┌─ THE DATA

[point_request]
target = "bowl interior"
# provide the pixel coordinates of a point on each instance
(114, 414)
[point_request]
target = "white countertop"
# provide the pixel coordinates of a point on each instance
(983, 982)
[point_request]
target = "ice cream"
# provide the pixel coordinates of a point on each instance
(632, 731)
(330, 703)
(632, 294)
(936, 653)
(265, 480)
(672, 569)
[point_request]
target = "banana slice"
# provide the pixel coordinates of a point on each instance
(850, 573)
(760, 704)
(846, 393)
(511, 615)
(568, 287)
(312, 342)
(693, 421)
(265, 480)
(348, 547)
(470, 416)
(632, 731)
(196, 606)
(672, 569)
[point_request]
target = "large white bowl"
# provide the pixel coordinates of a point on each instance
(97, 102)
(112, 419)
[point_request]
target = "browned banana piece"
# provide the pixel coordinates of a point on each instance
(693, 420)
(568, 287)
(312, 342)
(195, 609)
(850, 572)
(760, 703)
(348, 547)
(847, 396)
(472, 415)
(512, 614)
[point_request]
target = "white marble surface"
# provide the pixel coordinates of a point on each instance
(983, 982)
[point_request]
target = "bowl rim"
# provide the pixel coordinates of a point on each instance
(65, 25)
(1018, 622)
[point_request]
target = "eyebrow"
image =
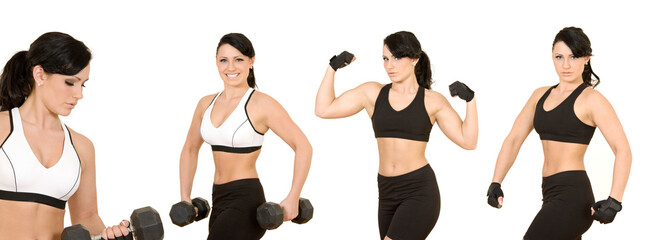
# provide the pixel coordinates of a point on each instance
(78, 78)
(238, 56)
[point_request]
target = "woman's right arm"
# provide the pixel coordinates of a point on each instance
(190, 152)
(347, 104)
(520, 129)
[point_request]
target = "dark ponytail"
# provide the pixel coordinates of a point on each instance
(405, 44)
(423, 71)
(15, 85)
(243, 45)
(580, 46)
(55, 52)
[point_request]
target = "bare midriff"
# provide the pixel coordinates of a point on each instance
(562, 156)
(234, 166)
(30, 221)
(399, 156)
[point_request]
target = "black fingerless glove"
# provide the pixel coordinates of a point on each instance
(605, 210)
(127, 237)
(461, 90)
(341, 60)
(494, 192)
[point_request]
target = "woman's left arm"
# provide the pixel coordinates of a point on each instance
(83, 204)
(278, 120)
(604, 116)
(463, 133)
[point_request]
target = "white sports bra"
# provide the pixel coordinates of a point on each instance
(236, 134)
(24, 178)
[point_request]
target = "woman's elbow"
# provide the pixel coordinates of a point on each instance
(469, 146)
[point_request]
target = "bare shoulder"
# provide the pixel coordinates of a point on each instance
(84, 147)
(261, 100)
(593, 97)
(434, 100)
(5, 125)
(370, 89)
(540, 91)
(371, 86)
(432, 95)
(592, 94)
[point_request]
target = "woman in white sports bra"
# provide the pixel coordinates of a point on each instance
(43, 163)
(233, 122)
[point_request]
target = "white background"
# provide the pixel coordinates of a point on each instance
(153, 61)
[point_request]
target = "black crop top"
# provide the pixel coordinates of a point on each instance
(411, 122)
(561, 123)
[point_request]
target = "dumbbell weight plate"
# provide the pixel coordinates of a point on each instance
(269, 215)
(305, 211)
(203, 207)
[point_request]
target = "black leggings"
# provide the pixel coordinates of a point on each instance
(566, 212)
(409, 204)
(234, 206)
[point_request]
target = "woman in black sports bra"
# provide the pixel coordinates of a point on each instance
(234, 122)
(402, 115)
(565, 116)
(44, 165)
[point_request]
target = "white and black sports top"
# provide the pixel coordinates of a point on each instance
(236, 134)
(24, 178)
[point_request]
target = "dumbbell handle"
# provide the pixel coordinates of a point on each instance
(99, 236)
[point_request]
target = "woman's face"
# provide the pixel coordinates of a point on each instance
(60, 93)
(398, 69)
(568, 67)
(233, 65)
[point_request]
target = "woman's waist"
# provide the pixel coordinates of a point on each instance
(554, 165)
(29, 220)
(396, 166)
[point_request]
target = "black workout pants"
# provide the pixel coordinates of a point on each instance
(234, 206)
(566, 211)
(409, 204)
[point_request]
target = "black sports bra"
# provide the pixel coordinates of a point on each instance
(411, 122)
(561, 123)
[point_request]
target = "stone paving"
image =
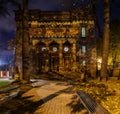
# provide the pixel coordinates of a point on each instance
(57, 97)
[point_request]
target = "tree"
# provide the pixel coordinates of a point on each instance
(25, 38)
(25, 44)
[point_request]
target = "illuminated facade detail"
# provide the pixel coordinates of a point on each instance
(84, 49)
(83, 32)
(56, 39)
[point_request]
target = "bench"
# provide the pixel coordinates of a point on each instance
(90, 104)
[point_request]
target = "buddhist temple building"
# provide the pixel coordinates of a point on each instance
(60, 40)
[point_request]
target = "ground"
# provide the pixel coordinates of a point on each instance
(106, 93)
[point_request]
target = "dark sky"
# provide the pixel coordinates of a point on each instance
(7, 23)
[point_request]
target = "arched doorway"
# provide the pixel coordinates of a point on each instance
(41, 57)
(67, 56)
(54, 56)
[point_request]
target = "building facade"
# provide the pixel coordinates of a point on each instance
(60, 40)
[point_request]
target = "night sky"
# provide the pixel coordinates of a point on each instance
(8, 27)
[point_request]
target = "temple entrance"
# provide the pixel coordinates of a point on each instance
(41, 57)
(67, 55)
(54, 57)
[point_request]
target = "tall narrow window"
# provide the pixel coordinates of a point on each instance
(83, 32)
(84, 49)
(84, 63)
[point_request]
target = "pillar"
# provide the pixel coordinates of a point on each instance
(47, 58)
(61, 57)
(74, 56)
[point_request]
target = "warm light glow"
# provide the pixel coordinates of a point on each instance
(99, 60)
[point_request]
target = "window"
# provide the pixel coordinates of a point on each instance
(66, 49)
(43, 48)
(84, 49)
(55, 49)
(83, 32)
(84, 63)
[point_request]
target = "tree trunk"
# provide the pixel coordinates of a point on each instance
(25, 43)
(105, 41)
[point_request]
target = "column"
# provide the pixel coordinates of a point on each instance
(74, 56)
(60, 57)
(47, 58)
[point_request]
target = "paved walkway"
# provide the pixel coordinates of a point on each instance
(56, 98)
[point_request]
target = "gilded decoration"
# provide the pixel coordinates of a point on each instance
(54, 32)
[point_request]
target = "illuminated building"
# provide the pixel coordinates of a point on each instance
(60, 40)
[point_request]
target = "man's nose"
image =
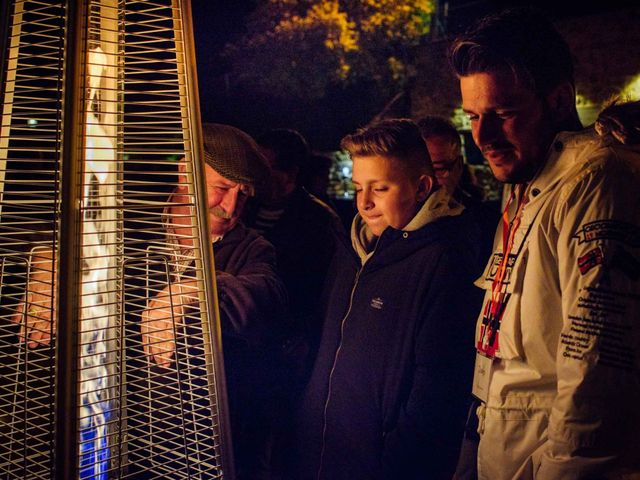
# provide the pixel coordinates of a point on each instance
(230, 200)
(364, 200)
(486, 130)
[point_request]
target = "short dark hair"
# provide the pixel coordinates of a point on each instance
(435, 126)
(521, 40)
(290, 147)
(397, 138)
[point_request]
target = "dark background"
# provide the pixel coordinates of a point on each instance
(218, 22)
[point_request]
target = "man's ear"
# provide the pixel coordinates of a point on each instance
(425, 184)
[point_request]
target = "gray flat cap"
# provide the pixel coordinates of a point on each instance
(235, 155)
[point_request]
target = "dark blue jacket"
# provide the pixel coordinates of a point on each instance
(388, 395)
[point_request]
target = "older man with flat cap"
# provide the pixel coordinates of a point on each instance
(252, 298)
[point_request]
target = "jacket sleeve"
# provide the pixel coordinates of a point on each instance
(252, 299)
(595, 413)
(425, 440)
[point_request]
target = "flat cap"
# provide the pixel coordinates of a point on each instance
(235, 155)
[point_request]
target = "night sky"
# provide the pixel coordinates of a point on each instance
(217, 22)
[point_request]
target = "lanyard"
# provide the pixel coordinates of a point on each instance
(492, 315)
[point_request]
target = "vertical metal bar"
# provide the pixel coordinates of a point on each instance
(68, 279)
(8, 68)
(211, 331)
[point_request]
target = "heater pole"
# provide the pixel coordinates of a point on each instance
(68, 281)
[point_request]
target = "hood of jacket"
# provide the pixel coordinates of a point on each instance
(439, 204)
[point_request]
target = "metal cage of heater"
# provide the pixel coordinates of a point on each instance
(99, 107)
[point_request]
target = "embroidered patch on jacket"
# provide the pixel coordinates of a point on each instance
(590, 259)
(377, 303)
(495, 264)
(608, 230)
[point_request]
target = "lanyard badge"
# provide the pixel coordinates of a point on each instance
(488, 342)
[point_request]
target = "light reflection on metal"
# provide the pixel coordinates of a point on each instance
(85, 175)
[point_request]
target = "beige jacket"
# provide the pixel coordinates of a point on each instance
(564, 395)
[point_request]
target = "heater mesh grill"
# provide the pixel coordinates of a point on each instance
(136, 419)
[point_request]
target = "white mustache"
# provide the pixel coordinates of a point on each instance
(220, 213)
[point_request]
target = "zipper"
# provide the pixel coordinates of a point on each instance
(335, 360)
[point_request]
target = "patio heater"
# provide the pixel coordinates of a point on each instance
(99, 105)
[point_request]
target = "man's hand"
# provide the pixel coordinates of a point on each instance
(39, 320)
(162, 317)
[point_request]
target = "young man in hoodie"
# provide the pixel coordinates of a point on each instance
(387, 394)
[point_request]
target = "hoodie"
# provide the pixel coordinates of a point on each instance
(387, 396)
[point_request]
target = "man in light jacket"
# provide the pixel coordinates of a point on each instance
(558, 337)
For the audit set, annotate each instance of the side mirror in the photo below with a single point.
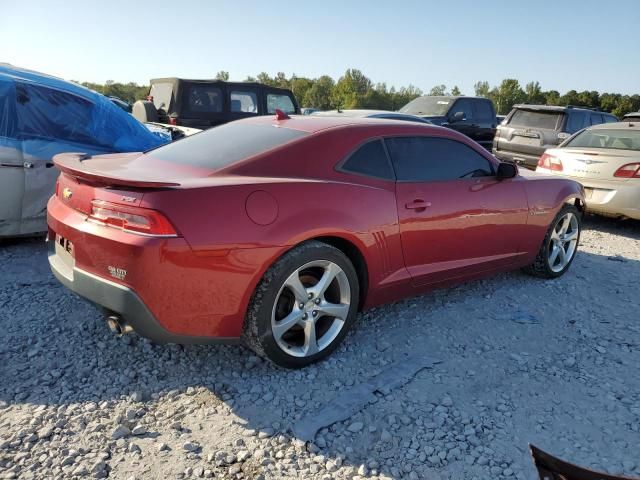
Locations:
(507, 170)
(457, 117)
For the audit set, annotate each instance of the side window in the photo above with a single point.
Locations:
(370, 160)
(482, 109)
(201, 98)
(463, 105)
(244, 102)
(577, 121)
(432, 159)
(47, 113)
(281, 102)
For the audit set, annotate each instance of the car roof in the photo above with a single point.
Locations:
(359, 113)
(12, 73)
(555, 108)
(317, 123)
(616, 126)
(175, 80)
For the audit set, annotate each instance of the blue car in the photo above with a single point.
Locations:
(41, 116)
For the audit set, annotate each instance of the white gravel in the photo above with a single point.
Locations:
(554, 363)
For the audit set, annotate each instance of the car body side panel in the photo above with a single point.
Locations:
(546, 196)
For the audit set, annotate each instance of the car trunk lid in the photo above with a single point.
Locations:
(596, 163)
(117, 178)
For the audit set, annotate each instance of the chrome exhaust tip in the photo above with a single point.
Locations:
(118, 326)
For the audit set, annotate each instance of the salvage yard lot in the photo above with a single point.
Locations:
(553, 363)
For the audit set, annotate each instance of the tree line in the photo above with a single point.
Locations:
(355, 90)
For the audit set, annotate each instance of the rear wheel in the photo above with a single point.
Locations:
(559, 246)
(303, 306)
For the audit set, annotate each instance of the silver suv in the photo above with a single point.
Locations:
(529, 130)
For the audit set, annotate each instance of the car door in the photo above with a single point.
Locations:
(485, 122)
(456, 218)
(11, 163)
(461, 118)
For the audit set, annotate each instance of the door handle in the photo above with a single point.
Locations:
(417, 205)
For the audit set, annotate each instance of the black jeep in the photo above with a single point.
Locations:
(207, 103)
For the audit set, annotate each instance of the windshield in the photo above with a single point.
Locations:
(428, 106)
(221, 146)
(535, 119)
(615, 139)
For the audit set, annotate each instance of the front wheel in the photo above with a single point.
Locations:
(303, 306)
(559, 246)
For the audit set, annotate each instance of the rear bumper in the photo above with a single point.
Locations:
(522, 159)
(120, 299)
(616, 198)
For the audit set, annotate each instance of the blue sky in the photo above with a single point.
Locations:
(585, 45)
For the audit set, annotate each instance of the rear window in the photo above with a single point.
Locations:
(47, 113)
(616, 139)
(221, 146)
(281, 102)
(202, 98)
(161, 93)
(369, 160)
(535, 119)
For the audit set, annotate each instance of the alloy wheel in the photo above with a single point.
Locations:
(563, 242)
(311, 308)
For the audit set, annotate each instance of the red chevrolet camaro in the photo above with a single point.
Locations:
(276, 232)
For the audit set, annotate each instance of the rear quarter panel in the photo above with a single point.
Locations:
(546, 195)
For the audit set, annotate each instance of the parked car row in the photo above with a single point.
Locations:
(605, 159)
(41, 116)
(276, 237)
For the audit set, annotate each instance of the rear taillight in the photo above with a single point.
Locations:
(550, 162)
(630, 170)
(132, 219)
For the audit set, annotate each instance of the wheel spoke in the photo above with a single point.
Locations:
(329, 274)
(295, 285)
(337, 310)
(310, 342)
(566, 221)
(284, 325)
(554, 255)
(563, 256)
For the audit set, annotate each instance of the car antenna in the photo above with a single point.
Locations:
(280, 115)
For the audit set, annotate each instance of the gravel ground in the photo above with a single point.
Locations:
(522, 360)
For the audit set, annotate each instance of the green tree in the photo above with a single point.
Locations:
(552, 97)
(351, 89)
(508, 94)
(482, 89)
(438, 90)
(263, 77)
(534, 93)
(319, 95)
(300, 87)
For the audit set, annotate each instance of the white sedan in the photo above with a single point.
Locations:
(605, 159)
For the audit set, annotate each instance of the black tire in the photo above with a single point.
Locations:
(540, 267)
(258, 333)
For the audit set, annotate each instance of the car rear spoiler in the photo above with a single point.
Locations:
(72, 164)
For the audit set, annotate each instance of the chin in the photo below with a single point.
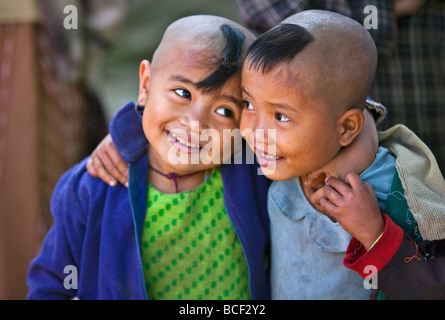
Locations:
(276, 175)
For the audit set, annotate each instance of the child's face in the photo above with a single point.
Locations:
(305, 135)
(183, 123)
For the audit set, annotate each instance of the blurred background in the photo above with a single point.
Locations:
(58, 90)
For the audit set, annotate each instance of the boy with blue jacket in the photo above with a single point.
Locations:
(303, 236)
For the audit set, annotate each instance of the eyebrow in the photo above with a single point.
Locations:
(183, 79)
(277, 105)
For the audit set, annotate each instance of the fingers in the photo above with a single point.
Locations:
(97, 169)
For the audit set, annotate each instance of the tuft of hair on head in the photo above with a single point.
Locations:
(228, 61)
(280, 44)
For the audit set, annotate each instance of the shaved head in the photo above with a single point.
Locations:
(217, 43)
(334, 55)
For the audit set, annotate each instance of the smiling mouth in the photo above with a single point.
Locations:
(185, 143)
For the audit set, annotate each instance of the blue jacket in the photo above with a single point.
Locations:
(93, 249)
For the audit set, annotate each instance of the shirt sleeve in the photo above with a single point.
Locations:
(127, 133)
(406, 269)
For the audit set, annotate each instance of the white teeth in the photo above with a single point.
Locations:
(184, 142)
(269, 157)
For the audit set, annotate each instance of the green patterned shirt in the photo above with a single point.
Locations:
(189, 247)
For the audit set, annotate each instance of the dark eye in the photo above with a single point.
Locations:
(183, 93)
(247, 105)
(281, 117)
(226, 112)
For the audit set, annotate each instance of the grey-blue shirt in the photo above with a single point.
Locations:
(308, 247)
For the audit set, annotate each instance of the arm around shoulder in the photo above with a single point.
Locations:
(406, 269)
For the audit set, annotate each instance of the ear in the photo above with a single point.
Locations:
(144, 80)
(351, 123)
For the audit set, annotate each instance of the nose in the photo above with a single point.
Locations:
(263, 132)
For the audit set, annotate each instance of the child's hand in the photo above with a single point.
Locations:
(106, 163)
(403, 8)
(354, 205)
(356, 157)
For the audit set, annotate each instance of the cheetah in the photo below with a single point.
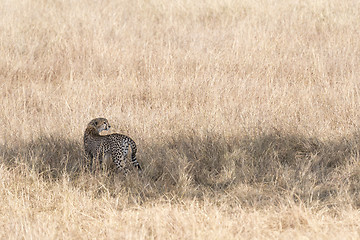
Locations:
(98, 147)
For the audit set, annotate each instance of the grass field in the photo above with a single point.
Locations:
(246, 116)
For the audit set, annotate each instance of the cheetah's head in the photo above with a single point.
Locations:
(100, 124)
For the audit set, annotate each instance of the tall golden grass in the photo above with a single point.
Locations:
(245, 114)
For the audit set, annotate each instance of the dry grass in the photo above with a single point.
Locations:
(245, 114)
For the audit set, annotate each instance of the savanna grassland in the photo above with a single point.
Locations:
(246, 116)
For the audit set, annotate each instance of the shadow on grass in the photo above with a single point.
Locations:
(190, 166)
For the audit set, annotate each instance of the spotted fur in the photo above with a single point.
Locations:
(97, 146)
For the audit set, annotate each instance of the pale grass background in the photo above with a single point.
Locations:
(225, 85)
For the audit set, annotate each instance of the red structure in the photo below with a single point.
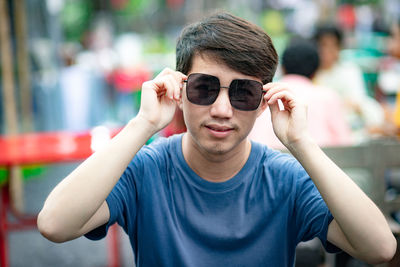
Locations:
(42, 148)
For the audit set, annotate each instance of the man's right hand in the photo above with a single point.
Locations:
(159, 98)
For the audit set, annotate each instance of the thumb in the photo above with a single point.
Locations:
(274, 108)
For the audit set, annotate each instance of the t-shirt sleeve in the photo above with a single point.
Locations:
(312, 216)
(122, 202)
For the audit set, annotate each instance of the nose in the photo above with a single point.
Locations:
(222, 107)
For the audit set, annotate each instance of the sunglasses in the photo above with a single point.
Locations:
(203, 89)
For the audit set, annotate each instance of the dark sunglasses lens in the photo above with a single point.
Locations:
(202, 89)
(245, 94)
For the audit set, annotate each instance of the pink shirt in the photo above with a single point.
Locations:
(326, 120)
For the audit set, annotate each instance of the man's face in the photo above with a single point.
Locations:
(218, 128)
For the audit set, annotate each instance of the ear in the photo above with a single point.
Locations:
(262, 107)
(180, 101)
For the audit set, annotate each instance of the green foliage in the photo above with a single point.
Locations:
(75, 18)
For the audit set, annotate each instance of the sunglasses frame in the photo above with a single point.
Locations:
(229, 88)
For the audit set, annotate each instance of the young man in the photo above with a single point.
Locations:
(210, 197)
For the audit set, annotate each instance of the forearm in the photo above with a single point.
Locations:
(77, 198)
(360, 220)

└─

* [PROBLEM REQUIREMENTS]:
Look at the records above. Copy every line where the string "sleeve" occurs.

* [EXERCISE RESPONSE]:
target = "jacket sleeve"
For the audit set, annotate each instance of the shirt sleeve in the photo above with a single point.
For the audit set, annotate each instance of the t-shirt sleeve in the photo above with a single point.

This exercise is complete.